Dataset excerpts:
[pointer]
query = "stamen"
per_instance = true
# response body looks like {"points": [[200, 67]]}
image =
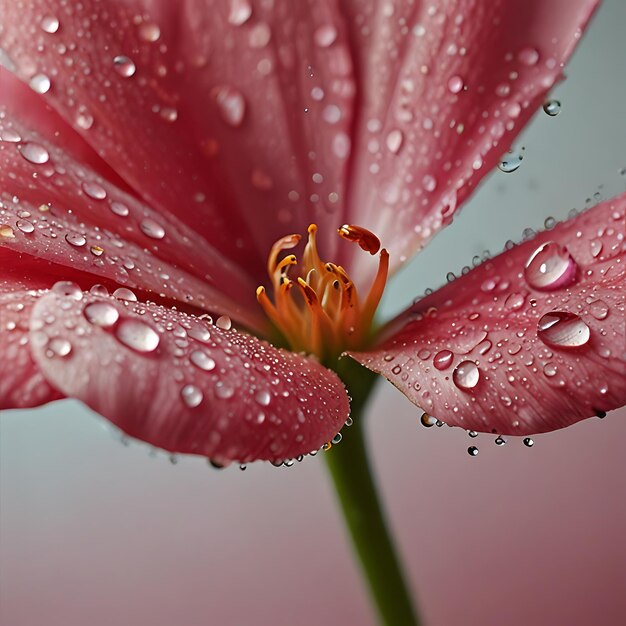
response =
{"points": [[324, 316]]}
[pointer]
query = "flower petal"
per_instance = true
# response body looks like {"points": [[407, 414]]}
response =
{"points": [[446, 88], [57, 209], [161, 89], [21, 383], [531, 341], [183, 384]]}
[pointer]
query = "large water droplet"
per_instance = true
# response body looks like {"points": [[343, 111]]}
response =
{"points": [[231, 105], [443, 359], [102, 314], [552, 107], [192, 396], [137, 335], [202, 360], [466, 375], [124, 66], [40, 83], [550, 266], [152, 229], [562, 329], [34, 153], [49, 24]]}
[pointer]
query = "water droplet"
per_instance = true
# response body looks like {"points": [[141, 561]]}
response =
{"points": [[428, 420], [596, 247], [528, 56], [263, 397], [394, 140], [124, 66], [550, 266], [59, 347], [562, 329], [119, 209], [25, 226], [94, 190], [224, 391], [49, 24], [466, 375], [152, 229], [510, 162], [231, 105], [443, 359], [125, 294], [40, 83], [75, 239], [552, 107], [191, 395], [599, 309], [102, 314], [455, 84], [34, 153], [325, 36], [149, 31], [137, 335], [202, 360], [240, 12], [224, 322]]}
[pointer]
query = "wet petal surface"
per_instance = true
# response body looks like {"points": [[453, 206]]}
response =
{"points": [[493, 352], [182, 383], [446, 87]]}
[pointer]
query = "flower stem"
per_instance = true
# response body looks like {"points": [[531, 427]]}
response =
{"points": [[354, 483]]}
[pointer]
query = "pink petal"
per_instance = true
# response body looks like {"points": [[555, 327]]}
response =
{"points": [[446, 88], [183, 384], [57, 209], [512, 350], [234, 120], [21, 383]]}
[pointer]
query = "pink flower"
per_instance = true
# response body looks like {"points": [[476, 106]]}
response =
{"points": [[185, 139]]}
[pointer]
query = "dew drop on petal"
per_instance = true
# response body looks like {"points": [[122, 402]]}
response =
{"points": [[94, 190], [34, 153], [58, 346], [124, 66], [466, 375], [125, 294], [102, 314], [137, 335], [202, 360], [562, 329], [149, 31], [231, 105], [552, 107], [455, 84], [224, 322], [550, 266], [50, 24], [75, 239], [152, 229], [192, 396], [240, 12], [443, 359], [40, 83]]}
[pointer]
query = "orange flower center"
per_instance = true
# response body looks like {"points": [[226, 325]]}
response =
{"points": [[315, 304]]}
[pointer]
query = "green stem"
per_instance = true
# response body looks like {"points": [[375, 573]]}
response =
{"points": [[356, 491]]}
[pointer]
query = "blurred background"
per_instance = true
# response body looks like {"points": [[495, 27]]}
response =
{"points": [[96, 533]]}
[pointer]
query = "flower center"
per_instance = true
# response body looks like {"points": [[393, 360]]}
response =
{"points": [[315, 304]]}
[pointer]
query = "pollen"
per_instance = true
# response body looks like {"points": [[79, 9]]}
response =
{"points": [[314, 303]]}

Exercise details:
Each entry above must be set down word for word; none of its pictures belong in the copy.

Answer to the problem:
[pointer]
query = "stamen"
per_instance = true
# response body looks like {"points": [[200, 67]]}
image =
response =
{"points": [[324, 316]]}
[pointer]
query = "flower petal"
per_instance = true
# response body looks like {"points": [[407, 414]]}
response =
{"points": [[446, 88], [57, 209], [161, 89], [21, 383], [531, 341], [183, 384]]}
[pointer]
query = "large water droplet"
per_instance = true
# response body looks like {"points": [[343, 111]]}
response =
{"points": [[231, 105], [443, 359], [102, 314], [552, 107], [192, 396], [137, 335], [202, 360], [466, 375], [124, 66], [40, 83], [550, 266], [152, 229], [562, 329], [34, 153], [49, 24]]}
[pointer]
query = "water droplet"
per_instance = true
# response body looks like {"points": [[141, 561]]}
response =
{"points": [[428, 420], [596, 247], [528, 56], [263, 397], [394, 140], [124, 66], [550, 266], [59, 347], [562, 329], [119, 209], [25, 226], [94, 190], [224, 391], [49, 24], [466, 375], [152, 229], [510, 162], [231, 105], [443, 359], [125, 294], [40, 83], [75, 239], [552, 107], [191, 395], [599, 309], [102, 314], [455, 84], [34, 153], [325, 36], [149, 31], [137, 335], [202, 360], [240, 12], [224, 322]]}
[pointer]
query = "wet petal surface"
per_instance = true
# response body looks like {"points": [[453, 206]]}
response =
{"points": [[493, 352], [182, 383], [446, 87]]}
[pointer]
query = "flower stem"
per_instance = true
# response body looks like {"points": [[531, 427]]}
response =
{"points": [[354, 483]]}
[pointer]
query = "pink petal"
per_instance = true
# response body looks like {"points": [[555, 327]]}
response =
{"points": [[446, 88], [183, 384], [57, 209], [512, 350], [234, 120], [21, 383]]}
[pointer]
query = "pink flower"
per_instance = true
# response body looks like {"points": [[476, 106]]}
response =
{"points": [[185, 139]]}
[pointer]
query = "dew drop on petal"
per_instance = true
# response body looks like {"points": [[122, 402]]}
response =
{"points": [[94, 190], [34, 153], [58, 346], [124, 66], [466, 375], [125, 294], [102, 314], [137, 335], [202, 360], [562, 329], [149, 31], [231, 105], [552, 107], [455, 84], [224, 322], [550, 266], [50, 24], [75, 239], [152, 229], [192, 396], [240, 12], [443, 359], [40, 83]]}
[pointer]
query = "orange flower center"
per_instance = true
# response body looks like {"points": [[226, 325]]}
response =
{"points": [[315, 304]]}
[pointer]
query = "green stem"
per_instance = true
# response body looks like {"points": [[375, 573]]}
response =
{"points": [[356, 491]]}
[pointer]
query = "blurred background"
per_instance = true
# response body looks like {"points": [[495, 27]]}
response =
{"points": [[96, 533]]}
[pointer]
query = "flower center"
per_instance = true
# response body looks like {"points": [[393, 360]]}
response =
{"points": [[315, 304]]}
[pointer]
query = "pollen"
per_instance = true
# response body looks like {"points": [[79, 9]]}
response =
{"points": [[314, 303]]}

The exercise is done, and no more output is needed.